::: Texte source

François Hollande, aidez-nous à déposer Paul Biya - Par Patrice Nganang

14 MAI 2012
© Patrice Nganang | Correspondance

«Monsieur le président, nul ne peut impunément jouer à cache-cache avec l’avenir trop longtemps. A quelques leaders seulement il a été donné de saisir le moment où l’intérêt de leur pays coïncide avec celui des peuples opprimés, et donc de lâcher les dictateurs qui font barrage à la marche inexorable du monde.»


Patrice Nganang
Photo: © Patrice Nganang


«Monsieur le président, nul ne peut impunément jouer à cache-cache avec l’avenir trop longtemps. A quelques leaders seulement il a été donné de saisir le moment où l’intérêt de leur pays coïncide avec celui des peuples opprimés, et donc de lâcher les dictateurs qui font barrage à la marche inexorable du monde.» Par Patrice Nganang, écrivain camerounais.



Monsieur le président,

«Je veux que le 6 mai soit une bonne nouvelle pour les démocrates et une terrible nouvelle pour les dictateurs», avez-vous déclaré lors de votre campagne électorale, et nous, démocrates africains d’expression française, vous avons bien entendu. Nous vous écrivons cette lettre au lendemain de votre victoire pour vous dire que ces phrases résonnent à Yaoundé, où depuis trente ans Paul Biya est au pouvoir, vient de se donner sept années de plus, et isole encore plus systématiquement le Cameroun en l’installant dans un réseau international auto-défensif de la dictature, qui comporte les présidents soudanais El-Bashir, zimbabwéen Mugabe et syrien Assad, tous mis au ban de la communauté mondiale.

Deuxième président socialiste de la cinquième république en soixante ans, votre victoire réveille des espoirs qui cependant demeurent encore sobres en Afrique à cause de ceux déçus par François Mitterrand, le seul qui nous ait montré ce que le changement politique en France voulait dire pour les Africains. Pourtant, l’arrivée de Mitterrand au pouvoir en 1981 avait mis Ahmadou Ahidjo à la retraite au sortir d’une élection que celui-ci avait gagnée à 100% selon des chiffres promulgués par la Cour suprême du Cameroun, et avait sonné le glas de Mobutu Sese Seko, de Moussa Traoré et de bien d’autres dictateurs francophones encore !

Comme Ahidjo en avril 1980, Paul Biya vient de se déclarer vainqueur d’une élection frauduleuse. Votre arrivée au pouvoir marquera-t-elle aussi l’interruption de sa carrière, lui qui est la tête de file des dictateurs dans l’espace francophone ? Et s’empressent les voix qui profitent du status quo de sa dictature, pour dire qu’il n’y a rien à attendre en Afrique du changement que vous annoncez, tandis que les médias mis au pas de sa propagande clament au Cameroun la nullité de vos promesses démocratiques et la primauté des intérêts mercantiles français sur toutes vos paroles et déclarations. La France ne connaît que ses intérêts, nous disent ici et là d’autres dictateurs francophones qui, dans leur frilosité, se découvrent nationalistes africains. La France n’aura aucun intérêt à sevrer de leur pouvoir ceux qui servent ses intérêts, nous refroidissent-ils. Soit !

::::::
::: Données

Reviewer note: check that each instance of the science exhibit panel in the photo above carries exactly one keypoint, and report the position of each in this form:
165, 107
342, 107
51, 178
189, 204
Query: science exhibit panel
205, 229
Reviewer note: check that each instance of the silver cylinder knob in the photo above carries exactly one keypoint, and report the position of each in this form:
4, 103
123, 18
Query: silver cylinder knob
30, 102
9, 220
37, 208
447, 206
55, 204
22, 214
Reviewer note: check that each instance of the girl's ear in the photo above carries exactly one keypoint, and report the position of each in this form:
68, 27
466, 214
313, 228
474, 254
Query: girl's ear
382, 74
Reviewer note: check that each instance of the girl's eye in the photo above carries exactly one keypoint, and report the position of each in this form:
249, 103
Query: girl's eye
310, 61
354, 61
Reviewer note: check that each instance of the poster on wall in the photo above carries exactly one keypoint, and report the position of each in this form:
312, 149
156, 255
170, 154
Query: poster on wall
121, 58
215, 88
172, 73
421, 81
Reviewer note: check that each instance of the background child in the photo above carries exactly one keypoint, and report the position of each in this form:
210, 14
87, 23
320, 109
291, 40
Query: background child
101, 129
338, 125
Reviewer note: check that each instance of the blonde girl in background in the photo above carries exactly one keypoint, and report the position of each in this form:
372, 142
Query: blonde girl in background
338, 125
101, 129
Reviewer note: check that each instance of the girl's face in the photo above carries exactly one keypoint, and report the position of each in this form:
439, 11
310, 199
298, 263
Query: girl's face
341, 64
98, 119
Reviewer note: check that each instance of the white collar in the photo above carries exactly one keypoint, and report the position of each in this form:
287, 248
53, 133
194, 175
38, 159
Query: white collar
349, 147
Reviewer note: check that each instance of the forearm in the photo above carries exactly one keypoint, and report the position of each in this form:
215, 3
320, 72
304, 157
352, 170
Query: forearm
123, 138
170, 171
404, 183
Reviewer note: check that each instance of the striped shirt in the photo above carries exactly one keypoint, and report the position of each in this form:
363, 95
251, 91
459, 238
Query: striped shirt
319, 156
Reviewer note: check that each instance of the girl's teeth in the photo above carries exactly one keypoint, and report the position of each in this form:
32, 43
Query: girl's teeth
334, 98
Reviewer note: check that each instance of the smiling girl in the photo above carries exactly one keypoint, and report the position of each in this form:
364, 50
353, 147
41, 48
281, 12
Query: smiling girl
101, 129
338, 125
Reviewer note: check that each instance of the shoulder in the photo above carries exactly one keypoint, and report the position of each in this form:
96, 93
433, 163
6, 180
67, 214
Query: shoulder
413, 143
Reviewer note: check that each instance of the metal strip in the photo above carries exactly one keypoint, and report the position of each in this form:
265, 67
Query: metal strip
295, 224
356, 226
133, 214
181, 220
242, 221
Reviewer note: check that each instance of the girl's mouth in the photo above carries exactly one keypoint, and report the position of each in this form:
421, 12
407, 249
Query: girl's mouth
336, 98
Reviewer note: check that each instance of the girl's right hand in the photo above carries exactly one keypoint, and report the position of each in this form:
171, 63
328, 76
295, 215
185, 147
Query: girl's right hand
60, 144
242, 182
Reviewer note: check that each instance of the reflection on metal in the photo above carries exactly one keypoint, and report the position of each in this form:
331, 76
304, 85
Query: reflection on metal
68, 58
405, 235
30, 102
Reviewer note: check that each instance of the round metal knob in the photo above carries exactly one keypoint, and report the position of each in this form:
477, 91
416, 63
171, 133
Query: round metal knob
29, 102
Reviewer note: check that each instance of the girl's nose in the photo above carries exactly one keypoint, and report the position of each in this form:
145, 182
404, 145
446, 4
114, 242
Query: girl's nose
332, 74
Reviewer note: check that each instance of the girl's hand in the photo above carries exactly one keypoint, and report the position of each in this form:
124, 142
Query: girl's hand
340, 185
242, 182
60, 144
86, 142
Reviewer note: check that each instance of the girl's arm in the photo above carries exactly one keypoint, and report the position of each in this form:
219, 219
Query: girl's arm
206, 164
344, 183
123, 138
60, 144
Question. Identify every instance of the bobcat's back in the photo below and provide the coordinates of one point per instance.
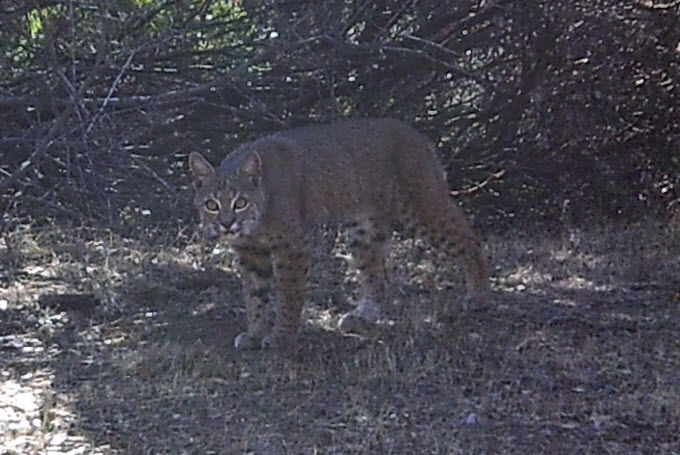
(344, 172)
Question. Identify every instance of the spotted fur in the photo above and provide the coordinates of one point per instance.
(370, 175)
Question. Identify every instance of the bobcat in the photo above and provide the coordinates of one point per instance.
(369, 175)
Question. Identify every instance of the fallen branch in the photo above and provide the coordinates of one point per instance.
(480, 185)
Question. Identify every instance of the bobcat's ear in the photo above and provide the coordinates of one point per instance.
(252, 165)
(200, 168)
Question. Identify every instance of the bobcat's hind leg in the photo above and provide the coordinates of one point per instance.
(450, 230)
(368, 243)
(255, 266)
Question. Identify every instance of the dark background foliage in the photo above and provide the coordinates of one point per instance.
(543, 110)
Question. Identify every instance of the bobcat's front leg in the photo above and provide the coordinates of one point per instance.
(290, 271)
(255, 266)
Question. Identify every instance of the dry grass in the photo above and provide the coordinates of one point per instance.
(109, 345)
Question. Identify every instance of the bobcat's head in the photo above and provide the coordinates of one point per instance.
(230, 200)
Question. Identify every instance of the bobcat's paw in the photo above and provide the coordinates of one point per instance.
(247, 340)
(280, 340)
(362, 318)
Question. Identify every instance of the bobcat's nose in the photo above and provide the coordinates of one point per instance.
(227, 226)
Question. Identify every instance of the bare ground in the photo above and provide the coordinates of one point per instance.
(115, 346)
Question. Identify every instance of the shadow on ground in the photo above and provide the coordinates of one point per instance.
(559, 364)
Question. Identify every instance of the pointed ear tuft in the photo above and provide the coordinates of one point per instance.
(252, 165)
(200, 168)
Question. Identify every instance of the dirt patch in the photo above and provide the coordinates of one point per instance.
(109, 346)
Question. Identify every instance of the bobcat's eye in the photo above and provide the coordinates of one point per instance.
(240, 204)
(211, 205)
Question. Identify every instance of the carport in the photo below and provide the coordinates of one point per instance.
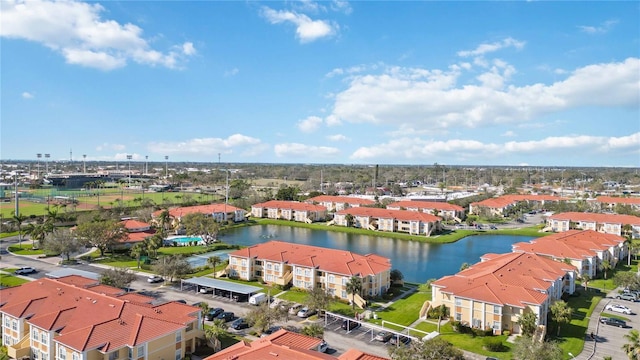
(235, 290)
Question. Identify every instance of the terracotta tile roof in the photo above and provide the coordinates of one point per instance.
(87, 319)
(293, 205)
(515, 279)
(597, 217)
(506, 200)
(428, 205)
(204, 209)
(354, 354)
(281, 345)
(330, 260)
(572, 244)
(402, 215)
(341, 199)
(618, 200)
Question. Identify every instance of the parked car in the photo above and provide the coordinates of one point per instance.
(154, 279)
(306, 312)
(294, 309)
(25, 270)
(226, 316)
(399, 340)
(613, 322)
(239, 324)
(349, 325)
(618, 308)
(627, 296)
(213, 313)
(383, 336)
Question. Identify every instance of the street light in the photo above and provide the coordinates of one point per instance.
(129, 159)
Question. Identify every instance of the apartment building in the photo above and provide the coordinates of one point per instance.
(495, 292)
(289, 210)
(405, 221)
(442, 209)
(620, 225)
(308, 267)
(499, 206)
(74, 318)
(337, 203)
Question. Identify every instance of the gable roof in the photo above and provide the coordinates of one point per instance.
(292, 205)
(597, 217)
(428, 205)
(330, 260)
(514, 279)
(341, 199)
(402, 215)
(93, 316)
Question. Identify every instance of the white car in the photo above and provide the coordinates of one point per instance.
(618, 308)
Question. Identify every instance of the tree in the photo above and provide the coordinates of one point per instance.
(632, 348)
(172, 266)
(353, 287)
(137, 250)
(526, 348)
(103, 234)
(432, 349)
(528, 323)
(396, 276)
(214, 332)
(63, 242)
(213, 261)
(263, 317)
(314, 330)
(442, 312)
(318, 299)
(561, 313)
(117, 277)
(606, 266)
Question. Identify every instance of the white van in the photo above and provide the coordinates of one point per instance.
(257, 299)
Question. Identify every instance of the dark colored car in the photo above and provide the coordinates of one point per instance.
(226, 316)
(401, 340)
(349, 325)
(613, 322)
(239, 324)
(213, 313)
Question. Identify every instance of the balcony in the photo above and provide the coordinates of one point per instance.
(21, 349)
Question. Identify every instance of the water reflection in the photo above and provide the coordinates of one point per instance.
(417, 261)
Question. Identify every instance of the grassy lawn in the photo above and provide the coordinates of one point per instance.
(10, 280)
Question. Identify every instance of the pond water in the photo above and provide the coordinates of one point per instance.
(416, 260)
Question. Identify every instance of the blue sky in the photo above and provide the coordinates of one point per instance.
(363, 82)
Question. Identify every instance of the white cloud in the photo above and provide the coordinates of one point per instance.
(417, 98)
(297, 150)
(601, 29)
(310, 124)
(338, 138)
(417, 148)
(77, 31)
(307, 30)
(245, 145)
(483, 49)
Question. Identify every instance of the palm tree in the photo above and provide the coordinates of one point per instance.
(353, 287)
(214, 332)
(632, 348)
(442, 312)
(606, 266)
(561, 313)
(213, 261)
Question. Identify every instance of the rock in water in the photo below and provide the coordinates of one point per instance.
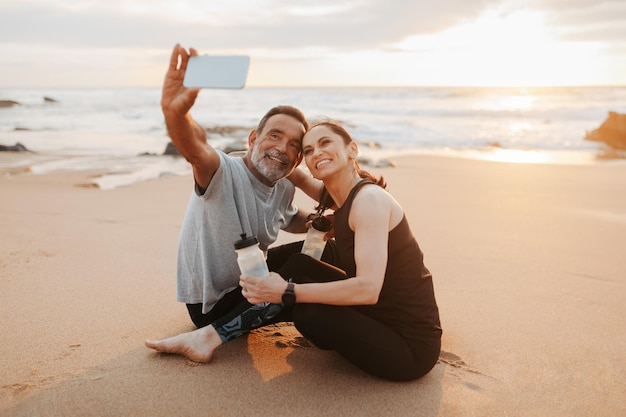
(612, 131)
(170, 149)
(18, 147)
(8, 103)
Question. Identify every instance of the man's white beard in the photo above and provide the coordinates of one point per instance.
(269, 170)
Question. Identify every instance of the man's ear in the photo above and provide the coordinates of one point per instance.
(251, 138)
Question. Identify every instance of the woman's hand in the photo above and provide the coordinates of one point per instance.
(258, 290)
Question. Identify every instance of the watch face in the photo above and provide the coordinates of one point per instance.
(289, 299)
(289, 296)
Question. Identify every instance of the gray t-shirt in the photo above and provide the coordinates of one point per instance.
(235, 202)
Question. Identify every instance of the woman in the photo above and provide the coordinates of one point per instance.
(382, 316)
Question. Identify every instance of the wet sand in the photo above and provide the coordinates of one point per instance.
(529, 272)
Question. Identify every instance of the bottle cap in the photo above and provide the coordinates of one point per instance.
(246, 241)
(321, 223)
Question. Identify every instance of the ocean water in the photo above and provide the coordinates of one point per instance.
(121, 132)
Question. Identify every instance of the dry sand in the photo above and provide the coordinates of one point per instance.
(530, 276)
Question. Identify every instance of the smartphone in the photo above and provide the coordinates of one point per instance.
(217, 71)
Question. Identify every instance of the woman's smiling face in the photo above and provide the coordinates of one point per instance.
(324, 151)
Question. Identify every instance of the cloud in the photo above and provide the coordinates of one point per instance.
(585, 21)
(269, 24)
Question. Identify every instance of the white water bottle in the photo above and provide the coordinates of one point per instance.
(250, 257)
(314, 242)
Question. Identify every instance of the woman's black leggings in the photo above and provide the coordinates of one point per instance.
(363, 340)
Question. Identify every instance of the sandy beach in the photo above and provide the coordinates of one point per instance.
(529, 271)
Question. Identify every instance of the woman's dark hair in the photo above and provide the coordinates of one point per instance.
(286, 110)
(325, 200)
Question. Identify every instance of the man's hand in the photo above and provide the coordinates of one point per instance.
(176, 99)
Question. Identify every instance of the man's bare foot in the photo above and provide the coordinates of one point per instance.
(198, 345)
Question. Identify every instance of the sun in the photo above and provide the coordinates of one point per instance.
(515, 49)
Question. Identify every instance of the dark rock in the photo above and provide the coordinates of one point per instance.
(8, 103)
(612, 132)
(18, 147)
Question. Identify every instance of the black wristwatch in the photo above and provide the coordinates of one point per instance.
(289, 296)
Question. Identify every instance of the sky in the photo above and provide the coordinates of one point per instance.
(127, 43)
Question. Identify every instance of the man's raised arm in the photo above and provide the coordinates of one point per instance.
(187, 135)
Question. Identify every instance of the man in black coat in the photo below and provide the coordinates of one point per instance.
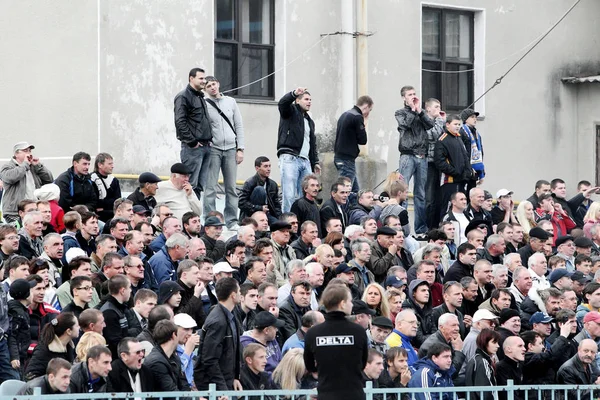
(219, 352)
(260, 193)
(349, 135)
(337, 349)
(128, 374)
(297, 158)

::::::

Répondez brièvement à ces questions d'après la lettre.
1. Depuis combien de temps Paul Biya est-il au pouvoir ?
2. En quelle année François Mitterrand est-il arrivé au pouvoir ?
3. Selon les chiffres promulgués par la Cour suprême du Cameroun, à quel pourcentage Ahmadou Ahidjo avait-il gagné son élection ?

1. Depuis trente ans.
2. En 1981.
3. À 100 %.